### What to do
a – Please answer these about the index problems thread:
(i) Who is named in the "From:" line?
(ii) What date and time does the "Date:" line give?
(iii) What did Victor Yegorov propose adding to the query?
b – Carry the index problems thread on from its last line.

### Excerpt
Re: index problems (again)

From: Jeff Janes <jeff(dot)janes(at)gmail(dot)com>
To: Geoff Winkless <pgsqladmin(at)geoff(dot)dj>
Cc: Victor Yegorov <vyegorov(at)gmail(dot)com>, Postgres General <pgsql-general(at)postgresql(dot)org>
Subject: Re: index problems (again)
Date: 2016-03-07 20:23:12
Message-ID: CAMkU=1w3kbT6k6-4u19j=i5BncMs5Rcy3dq_3N9cLt=-5UTbtw@mail.gmail.com
Views: Raw Message | Whole Thread | Download mbox | Resend email
Thread:
Lists: pgsql-general

On Mon, Mar 7, 2016 at 5:01 AM, Geoff Winkless <pgsqladmin(at)geoff(dot)dj> wrote:
> On 7 March 2016 at 11:48, Victor Yegorov <vyegorov(at)gmail(dot)com> wrote:
>> 2016-03-07 13:38 GMT+02:00 Geoff Winkless <pgsqladmin(at)geoff(dot)dj>:
>>>
>>> # EXPLAIN (ANALYZE,BUFFERS) SELECT MIN(sc_id) FROM legs WHERE scdate
>>> BETWEEN 20160219 AND 20160221;
>>
>>
>> Will it help if you'll add `count(*)` to your query like this:
>>
>> SELECT min(sc_id), count(*) FROM legs WHERE scdate BETWEEN 20160219 AND
>> 20160221;
>
> Thanks for the reply.

### Raw data
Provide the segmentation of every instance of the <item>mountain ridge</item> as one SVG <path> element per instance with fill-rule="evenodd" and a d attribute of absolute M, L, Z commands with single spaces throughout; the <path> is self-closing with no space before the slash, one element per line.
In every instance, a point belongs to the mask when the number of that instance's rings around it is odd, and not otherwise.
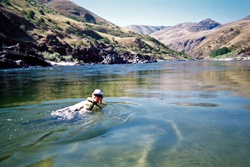
<path fill-rule="evenodd" d="M 36 66 L 35 61 L 48 65 L 47 60 L 125 64 L 187 58 L 153 37 L 128 31 L 68 0 L 0 2 L 0 19 L 5 19 L 0 25 L 0 68 Z M 74 17 L 69 16 L 72 13 Z"/>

### The replies
a –
(i) Jeff Janes
(ii) 2016-03-07 20:23:12
(iii) `count(*)`

b –
>
> Yes, that does work around the problem, sort-of (although it's only
> using the scdate-only index, since it needs all the data):

You could also do "min(sc_id+0)" rather than adding a count(*) column.
Although that is not as future proof, as someday the planner might
recognize that '+0' is a no-op.

If your table is well-vacuumed such that pg_class.relallvisible is
high, then it should use the (scdate,sc_id) index in an index-only
scan. But if relallvisible is low, it has to check the table itself
for visibility information which destroys most of the benefit of an
index-only scan, and thus would prefer to use the smaller index
instead.

> Even given that, I still don't see why the (scdate,sc_id) index isn't
> perfect for this; it allows the planner to use sc_id for MIN() while
> using scdate to restrict the values. Three values to look up from the
> index-only.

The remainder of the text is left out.